Exercise objective:
Report every line of the items below that contains the word "black", copying each such line in full. Case counts.

Working data:
'''

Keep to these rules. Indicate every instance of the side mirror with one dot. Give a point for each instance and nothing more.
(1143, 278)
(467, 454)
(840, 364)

'''
'''

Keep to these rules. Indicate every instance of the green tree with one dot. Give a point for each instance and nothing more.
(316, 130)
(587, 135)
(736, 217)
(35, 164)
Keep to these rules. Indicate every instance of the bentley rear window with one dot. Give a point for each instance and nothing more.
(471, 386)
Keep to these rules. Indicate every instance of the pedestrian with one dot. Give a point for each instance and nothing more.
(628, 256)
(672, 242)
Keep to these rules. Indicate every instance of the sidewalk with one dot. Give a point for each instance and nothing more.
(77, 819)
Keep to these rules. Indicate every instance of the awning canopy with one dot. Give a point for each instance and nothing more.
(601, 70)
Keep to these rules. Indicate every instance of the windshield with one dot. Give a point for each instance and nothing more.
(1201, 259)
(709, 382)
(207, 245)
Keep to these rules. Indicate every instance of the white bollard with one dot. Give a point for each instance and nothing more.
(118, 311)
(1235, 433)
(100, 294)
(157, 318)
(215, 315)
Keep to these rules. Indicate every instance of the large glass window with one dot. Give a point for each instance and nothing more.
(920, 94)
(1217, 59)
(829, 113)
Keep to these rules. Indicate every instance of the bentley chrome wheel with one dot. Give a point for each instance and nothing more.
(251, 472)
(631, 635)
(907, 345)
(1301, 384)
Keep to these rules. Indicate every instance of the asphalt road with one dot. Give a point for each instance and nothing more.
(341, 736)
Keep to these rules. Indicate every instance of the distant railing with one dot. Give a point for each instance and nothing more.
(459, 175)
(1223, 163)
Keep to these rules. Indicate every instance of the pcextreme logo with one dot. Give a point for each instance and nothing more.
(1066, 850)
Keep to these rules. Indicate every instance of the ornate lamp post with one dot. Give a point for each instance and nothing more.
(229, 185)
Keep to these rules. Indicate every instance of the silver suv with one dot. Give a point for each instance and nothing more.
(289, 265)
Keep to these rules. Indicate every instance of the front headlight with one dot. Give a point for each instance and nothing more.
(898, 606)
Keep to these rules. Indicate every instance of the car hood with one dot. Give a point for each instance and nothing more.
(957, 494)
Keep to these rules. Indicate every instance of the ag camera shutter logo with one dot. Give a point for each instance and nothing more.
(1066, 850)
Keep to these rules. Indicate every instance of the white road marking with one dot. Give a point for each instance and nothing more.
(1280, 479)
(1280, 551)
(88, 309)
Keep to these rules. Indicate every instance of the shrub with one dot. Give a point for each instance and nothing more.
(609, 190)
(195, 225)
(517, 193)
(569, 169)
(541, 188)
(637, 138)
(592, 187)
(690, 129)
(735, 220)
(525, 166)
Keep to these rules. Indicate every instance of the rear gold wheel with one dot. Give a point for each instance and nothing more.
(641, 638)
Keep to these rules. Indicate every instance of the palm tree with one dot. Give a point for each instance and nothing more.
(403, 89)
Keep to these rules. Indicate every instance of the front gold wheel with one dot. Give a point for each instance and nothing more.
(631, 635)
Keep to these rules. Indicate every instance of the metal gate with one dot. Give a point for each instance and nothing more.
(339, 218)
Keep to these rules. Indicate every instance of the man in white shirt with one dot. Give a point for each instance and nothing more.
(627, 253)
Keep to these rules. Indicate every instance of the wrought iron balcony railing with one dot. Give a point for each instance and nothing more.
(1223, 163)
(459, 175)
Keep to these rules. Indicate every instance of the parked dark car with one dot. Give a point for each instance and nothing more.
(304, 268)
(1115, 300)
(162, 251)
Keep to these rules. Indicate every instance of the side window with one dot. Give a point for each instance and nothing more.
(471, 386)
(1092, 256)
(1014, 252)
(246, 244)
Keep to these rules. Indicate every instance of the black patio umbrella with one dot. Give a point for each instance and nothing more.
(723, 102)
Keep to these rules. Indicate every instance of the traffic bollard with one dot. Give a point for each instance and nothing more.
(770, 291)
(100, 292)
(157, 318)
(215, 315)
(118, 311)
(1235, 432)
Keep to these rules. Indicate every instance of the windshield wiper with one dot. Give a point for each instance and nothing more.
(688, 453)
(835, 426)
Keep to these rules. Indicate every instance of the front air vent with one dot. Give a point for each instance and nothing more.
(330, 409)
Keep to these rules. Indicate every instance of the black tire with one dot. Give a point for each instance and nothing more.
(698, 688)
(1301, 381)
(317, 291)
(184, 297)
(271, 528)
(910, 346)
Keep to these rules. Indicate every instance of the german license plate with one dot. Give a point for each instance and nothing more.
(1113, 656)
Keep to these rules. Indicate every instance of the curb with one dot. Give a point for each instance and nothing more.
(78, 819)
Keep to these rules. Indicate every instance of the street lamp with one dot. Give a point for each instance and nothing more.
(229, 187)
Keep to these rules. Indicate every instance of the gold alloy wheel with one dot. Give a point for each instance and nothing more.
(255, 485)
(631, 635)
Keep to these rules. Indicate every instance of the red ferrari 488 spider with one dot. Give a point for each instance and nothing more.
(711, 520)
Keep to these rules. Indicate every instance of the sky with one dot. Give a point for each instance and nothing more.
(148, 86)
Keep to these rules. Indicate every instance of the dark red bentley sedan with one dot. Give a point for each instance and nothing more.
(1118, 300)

'''

Response:
Keep to these rules. Indicate every instance of the black patio umbrella with one dot. Give a point for each instance and nothing more.
Keep to these rules. Indicate every instance of the black tire with one dot. Give a point for each instance and nothing more.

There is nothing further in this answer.